Copy out every line of the listing below word for word, but leave the pictures out.
=-=-=
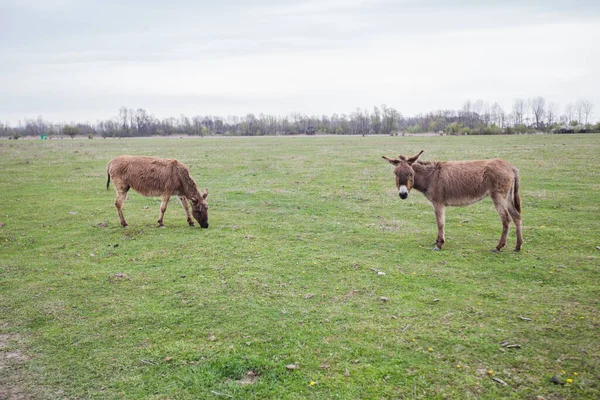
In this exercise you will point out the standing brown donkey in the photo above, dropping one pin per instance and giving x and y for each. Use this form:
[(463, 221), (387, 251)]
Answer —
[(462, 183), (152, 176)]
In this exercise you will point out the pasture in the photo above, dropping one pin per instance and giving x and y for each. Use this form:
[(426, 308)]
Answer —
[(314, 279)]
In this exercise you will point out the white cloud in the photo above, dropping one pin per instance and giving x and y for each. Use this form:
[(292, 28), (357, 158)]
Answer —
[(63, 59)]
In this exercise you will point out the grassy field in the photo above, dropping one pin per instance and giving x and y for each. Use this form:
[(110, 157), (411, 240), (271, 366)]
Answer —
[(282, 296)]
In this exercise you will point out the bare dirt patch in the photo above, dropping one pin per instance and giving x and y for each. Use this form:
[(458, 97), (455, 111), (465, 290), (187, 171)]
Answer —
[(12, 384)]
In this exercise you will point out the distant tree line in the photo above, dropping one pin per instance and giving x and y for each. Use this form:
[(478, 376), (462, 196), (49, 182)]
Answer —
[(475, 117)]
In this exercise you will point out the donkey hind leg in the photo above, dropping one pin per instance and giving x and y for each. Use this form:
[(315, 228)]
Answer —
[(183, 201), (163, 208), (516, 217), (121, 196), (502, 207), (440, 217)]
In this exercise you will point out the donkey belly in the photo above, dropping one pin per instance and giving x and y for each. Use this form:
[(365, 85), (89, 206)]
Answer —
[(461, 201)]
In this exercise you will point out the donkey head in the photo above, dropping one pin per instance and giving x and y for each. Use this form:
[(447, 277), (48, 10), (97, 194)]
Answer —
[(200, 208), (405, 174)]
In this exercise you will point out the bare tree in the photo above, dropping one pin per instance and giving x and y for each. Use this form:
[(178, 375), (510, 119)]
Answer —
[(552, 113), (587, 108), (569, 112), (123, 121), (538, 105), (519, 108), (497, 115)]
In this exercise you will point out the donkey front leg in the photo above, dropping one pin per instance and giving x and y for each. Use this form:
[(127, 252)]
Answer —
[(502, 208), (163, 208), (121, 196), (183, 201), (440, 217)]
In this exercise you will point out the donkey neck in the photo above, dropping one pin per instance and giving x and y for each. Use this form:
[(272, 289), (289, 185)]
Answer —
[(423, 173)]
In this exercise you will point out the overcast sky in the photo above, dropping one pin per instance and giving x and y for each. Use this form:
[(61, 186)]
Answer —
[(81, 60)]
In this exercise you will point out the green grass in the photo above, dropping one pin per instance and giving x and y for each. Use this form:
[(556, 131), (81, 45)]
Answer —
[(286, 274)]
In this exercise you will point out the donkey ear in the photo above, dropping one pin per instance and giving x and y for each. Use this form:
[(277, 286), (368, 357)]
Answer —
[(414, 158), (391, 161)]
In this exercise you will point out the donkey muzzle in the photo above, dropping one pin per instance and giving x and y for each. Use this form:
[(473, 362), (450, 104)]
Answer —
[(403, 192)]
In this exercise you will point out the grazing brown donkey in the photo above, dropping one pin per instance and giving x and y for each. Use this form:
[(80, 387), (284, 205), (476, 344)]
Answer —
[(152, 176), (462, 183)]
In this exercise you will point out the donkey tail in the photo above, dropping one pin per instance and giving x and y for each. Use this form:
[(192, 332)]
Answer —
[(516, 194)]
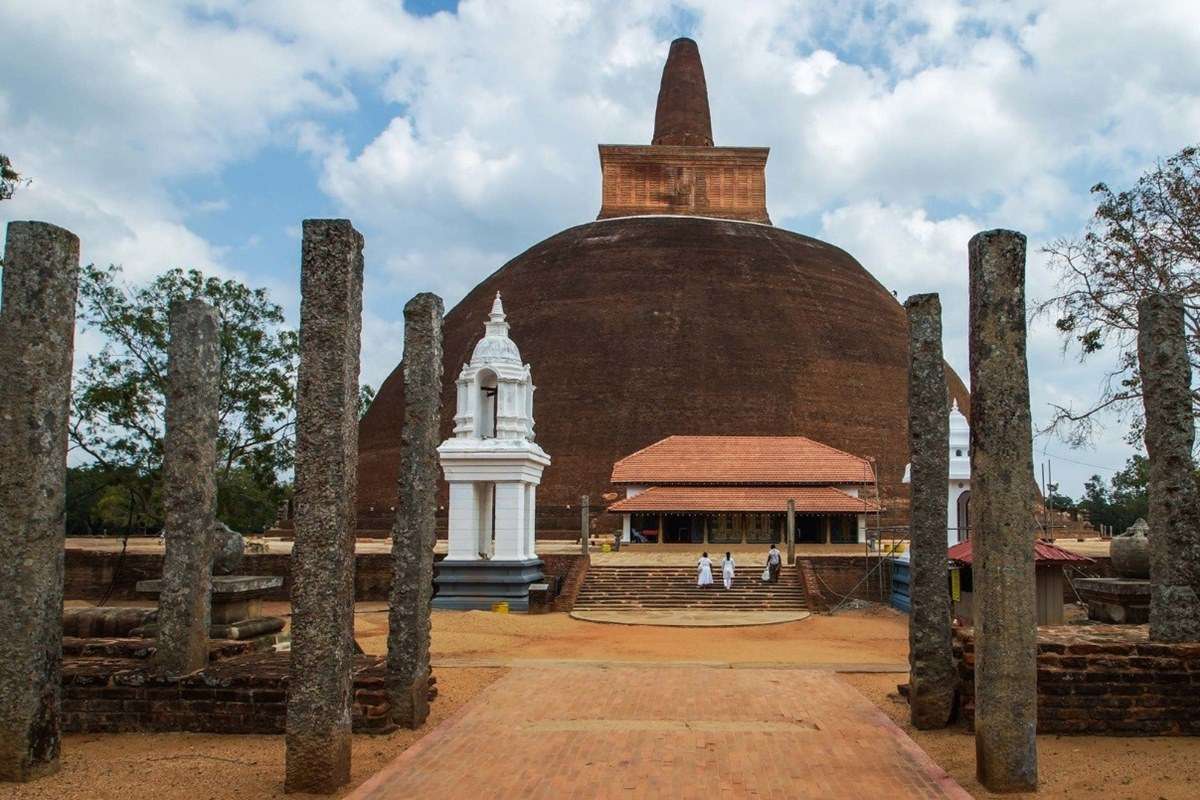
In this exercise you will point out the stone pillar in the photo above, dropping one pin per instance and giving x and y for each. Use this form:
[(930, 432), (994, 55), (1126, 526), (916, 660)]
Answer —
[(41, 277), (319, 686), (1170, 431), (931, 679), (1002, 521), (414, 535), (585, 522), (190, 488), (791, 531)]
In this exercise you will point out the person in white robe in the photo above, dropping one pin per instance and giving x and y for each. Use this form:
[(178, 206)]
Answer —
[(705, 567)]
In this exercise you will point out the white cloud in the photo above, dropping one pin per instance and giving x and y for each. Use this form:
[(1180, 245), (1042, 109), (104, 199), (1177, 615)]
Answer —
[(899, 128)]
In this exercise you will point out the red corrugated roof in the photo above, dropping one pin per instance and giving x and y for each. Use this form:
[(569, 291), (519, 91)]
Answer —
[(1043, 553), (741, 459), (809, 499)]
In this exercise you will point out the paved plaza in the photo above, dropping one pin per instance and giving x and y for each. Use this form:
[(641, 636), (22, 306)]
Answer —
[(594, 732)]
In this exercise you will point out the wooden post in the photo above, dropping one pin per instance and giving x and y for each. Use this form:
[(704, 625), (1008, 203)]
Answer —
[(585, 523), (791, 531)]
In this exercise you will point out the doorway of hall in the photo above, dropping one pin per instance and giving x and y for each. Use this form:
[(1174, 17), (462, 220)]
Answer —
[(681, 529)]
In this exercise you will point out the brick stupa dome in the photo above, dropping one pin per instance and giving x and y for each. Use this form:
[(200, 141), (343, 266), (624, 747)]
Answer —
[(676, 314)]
=-=-=
**Task solution**
In this exercise you will point out the standing brown donkey in the photo above, dropping one pin per instance and giving x and y for each. Use this form:
[(463, 221), (387, 251)]
Answer —
[(462, 183), (152, 176)]
In this exercise you will point out the pasture in the photo above, dropping one pin per instance and giving x and y for each. Use this form:
[(426, 308)]
Answer —
[(314, 279)]
In this exercise you will point out the white cloud in the photo above, dropping one pin per instance and giving x and y for each. Use this form:
[(292, 28), (357, 158)]
Answer —
[(63, 59)]
In this exercise you will point out the grassy field in the photo above, dropping one pin per instance and giving x and y for each. Use this form:
[(110, 157), (411, 240), (271, 366)]
Answer —
[(282, 296)]
In this exercise you will point out the bare dirt patch in the photo above, dropping one pin per instance and giving x and y for each. Use this form:
[(458, 97), (455, 111), (465, 290), (187, 171)]
Answer —
[(12, 384)]
In this exercise you will point out the distant tree line in the photo above, dropping one pin per instance and giving x and y for each. Use this form:
[(478, 376), (462, 196), (49, 182)]
Answer —
[(475, 117)]
In this exercise you will point out the donkey hind leg in the photo above, dropping one pin per instance and giving x and y for each. Use this form:
[(315, 228)]
Answer —
[(183, 201), (163, 208), (516, 217), (121, 196), (502, 207), (440, 217)]
In this exercise you will point out the donkey belly in the photo above, dropping one pin per instance and giving x and y for each. Use this form:
[(365, 85), (89, 206)]
Answer —
[(461, 201)]
In this exercise you will point out the donkey head in the photo above, dropping one pin per instance and giving x and y for each. Use this form:
[(447, 277), (48, 10), (97, 194)]
Answer —
[(200, 208), (405, 174)]
In this exercise you will point out the bare tree in the photo above, dropping one pin per instance and giving x and y for each. Use this form:
[(178, 375), (510, 119)]
Answer —
[(552, 113), (587, 108), (569, 112), (123, 121), (538, 105), (519, 108), (497, 115)]
In this exercise you will point out the donkey front leg in the photo above, dropping one pin per instance and giving x and y for each. Use this form:
[(127, 252)]
Answer —
[(502, 208), (163, 208), (121, 196), (183, 201), (440, 217)]
In this exercise you will point out the donkey neck in the photo above, dropping one pin per instance and giving x and y for each. Use this form:
[(272, 289), (289, 185)]
Answer —
[(423, 173)]
In this exercise you will point out the overcast sky in the photo above, dropping one pin per instance and giving x and y for each. Use this form:
[(61, 186)]
Answer —
[(81, 60)]
In this exercise you will point out the green grass in the photo above, dropping one pin per instance and giving x and y for each. Use this form:
[(556, 131), (81, 45)]
Answer —
[(286, 274)]
In this exercise you will point out the donkey ear in the photo above, dropping one pin per instance and giving x and y for each. Use this form:
[(277, 286), (368, 357)]
Answer —
[(414, 158), (391, 161)]
In this exercise you will point out the donkey muzzle in the photo above, dropping one pin per instance and giving x and y for each. Use this form:
[(473, 362), (450, 104)]
Answer —
[(403, 192)]
In this exercise you will point out the grazing brown donkey in the photo above, dropping one pin per instance and giving x and y for each. Use this form:
[(80, 387), (284, 205), (476, 344)]
Answer —
[(152, 176), (462, 183)]
In this exercise you will point out the donkey tail in the photo above, dropping one pin per instance and giving x and y for each. Use this form:
[(192, 332)]
Answer —
[(516, 194)]
In this exercise you will point out the stone pillar in the photo above, dropping one pin per instance and giving x and y for each. Use this form:
[(930, 432), (994, 55), (1126, 526), (916, 660)]
Answer —
[(41, 277), (319, 686), (1170, 431), (931, 679), (1002, 521), (414, 535), (585, 522), (190, 488), (791, 531)]
In this exercise you will point out the person in white robe in the photo above, dropping one pin per instance and giving x and y for each. Use this form:
[(178, 206)]
Answer —
[(705, 567)]
In this exercise you will point out the white cloud in the photo above, dropping one pin per instance and giving x and y for each. Use this form:
[(1180, 245), (1042, 109), (104, 199), (1177, 615)]
Answer —
[(899, 128)]
In this exercise you will point out the red corrugated roof in the photo above, dropping one pin per instance and giving x and y for each. Use this form:
[(569, 291), (519, 91)]
Answer —
[(1043, 553), (741, 459), (809, 499)]
In this exercise you will point out the paved plaza in the photo above, dropping one pin per instance and giving x and y for each. Use this form:
[(641, 636), (22, 306)]
Answer —
[(594, 732)]
In this exercise you will point out the wooden post in the photo above, dropping one pin per instance and giving x and y for each. Use this form:
[(704, 625), (1008, 203)]
Answer —
[(585, 523), (791, 531)]
In this exercise you will point out the doorway of hall in the photo above, dropping one pin per instance and giving x and y for each. Use this form:
[(1174, 17), (462, 220)]
Answer —
[(681, 529)]
In this exercise you will point out the brick stupa dome in the photo above, dropping one pin per instance and giving x and y for each. Use this form:
[(200, 141), (343, 266), (624, 747)]
Answer —
[(676, 314)]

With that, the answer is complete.